>> start
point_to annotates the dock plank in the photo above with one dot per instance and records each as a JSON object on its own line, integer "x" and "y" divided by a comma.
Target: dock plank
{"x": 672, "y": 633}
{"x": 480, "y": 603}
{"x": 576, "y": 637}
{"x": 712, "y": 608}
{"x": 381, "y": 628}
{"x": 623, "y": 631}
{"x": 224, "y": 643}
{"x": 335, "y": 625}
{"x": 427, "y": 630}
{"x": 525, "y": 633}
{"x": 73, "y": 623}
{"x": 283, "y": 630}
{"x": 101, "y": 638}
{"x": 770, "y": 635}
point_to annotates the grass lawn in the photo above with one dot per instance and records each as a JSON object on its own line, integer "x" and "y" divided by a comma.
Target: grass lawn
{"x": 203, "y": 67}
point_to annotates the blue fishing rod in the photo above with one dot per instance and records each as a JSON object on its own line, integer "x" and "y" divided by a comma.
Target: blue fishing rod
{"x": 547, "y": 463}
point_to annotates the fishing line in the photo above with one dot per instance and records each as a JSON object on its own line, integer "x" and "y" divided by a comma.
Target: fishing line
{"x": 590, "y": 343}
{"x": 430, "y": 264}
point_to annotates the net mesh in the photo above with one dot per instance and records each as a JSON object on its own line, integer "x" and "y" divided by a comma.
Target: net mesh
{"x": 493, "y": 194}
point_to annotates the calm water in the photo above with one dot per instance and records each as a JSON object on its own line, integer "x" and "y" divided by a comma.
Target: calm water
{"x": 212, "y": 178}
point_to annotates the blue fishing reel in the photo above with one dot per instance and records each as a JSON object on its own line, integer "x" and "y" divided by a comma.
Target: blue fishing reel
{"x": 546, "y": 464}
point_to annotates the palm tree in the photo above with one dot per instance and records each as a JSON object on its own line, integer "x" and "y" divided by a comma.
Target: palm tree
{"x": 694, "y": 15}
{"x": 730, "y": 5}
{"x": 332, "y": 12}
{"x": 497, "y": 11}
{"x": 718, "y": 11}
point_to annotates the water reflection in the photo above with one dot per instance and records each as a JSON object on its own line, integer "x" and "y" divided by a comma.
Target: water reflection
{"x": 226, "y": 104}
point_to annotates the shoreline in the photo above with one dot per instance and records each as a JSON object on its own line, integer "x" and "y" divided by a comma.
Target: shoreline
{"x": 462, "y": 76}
>> end
- Given request -
Reproduce every line of the material above, from start to finish, without changing anything.

- Result below -
point_to annotates the dock plank in the photo above with one dot per instance and records each as a JSON object on its own line, integer "x" and "y" divided by a comma.
Target: dock plank
{"x": 672, "y": 633}
{"x": 480, "y": 603}
{"x": 576, "y": 637}
{"x": 712, "y": 608}
{"x": 381, "y": 628}
{"x": 623, "y": 631}
{"x": 224, "y": 643}
{"x": 335, "y": 625}
{"x": 427, "y": 630}
{"x": 525, "y": 633}
{"x": 73, "y": 623}
{"x": 283, "y": 630}
{"x": 101, "y": 638}
{"x": 770, "y": 635}
point_to annotates the grass lawn in the photo above with one dot per instance and records each as a JSON object on its own line, integer "x" and "y" divided by a comma.
Target: grass lawn
{"x": 203, "y": 67}
point_to annotates the blue fishing rod in the photo above with one dot per instance and records each as a JSON object on its own line, integer "x" and "y" divided by a comma.
Target: blue fishing rod
{"x": 547, "y": 463}
point_to annotates the fishing line in the photo above with one dot per instance and records each as a JSON object on its own line, integer "x" and "y" divided by a comma.
Target: fishing line
{"x": 590, "y": 343}
{"x": 430, "y": 264}
point_to annotates the net mesh in the photo above with one dot per instance and records each as a JSON object on its own line, integer "x" and "y" divided by a comma.
Target: net mesh
{"x": 493, "y": 194}
point_to annotates the calm water in the photo above with one dot per instance and records each as a JSON object on its own line, integer "x" and "y" divided by a comma.
Target: calm water
{"x": 212, "y": 178}
point_to annotates the blue fishing reel in the photo above with one dot per instance and records each as a JSON object on its own line, integer "x" and "y" divided by a comma.
Target: blue fishing reel
{"x": 546, "y": 464}
point_to annotates the palm tree in the photo above with one dot per instance and records each as a JSON object on its own line, integer "x" and "y" divided by a comma.
Target: palm tree
{"x": 694, "y": 15}
{"x": 730, "y": 5}
{"x": 332, "y": 12}
{"x": 497, "y": 11}
{"x": 718, "y": 11}
point_to annotates the water reflection in the photo above with one dot per instance and records each as a JSON object on its own line, integer "x" and "y" divided by a comma.
Target: water reflection
{"x": 226, "y": 104}
point_to annotates the shoreline in the photo above with one dot per instance and records each as a JSON object on its own line, integer "x" and "y" divided by a comma.
Target: shoreline
{"x": 462, "y": 76}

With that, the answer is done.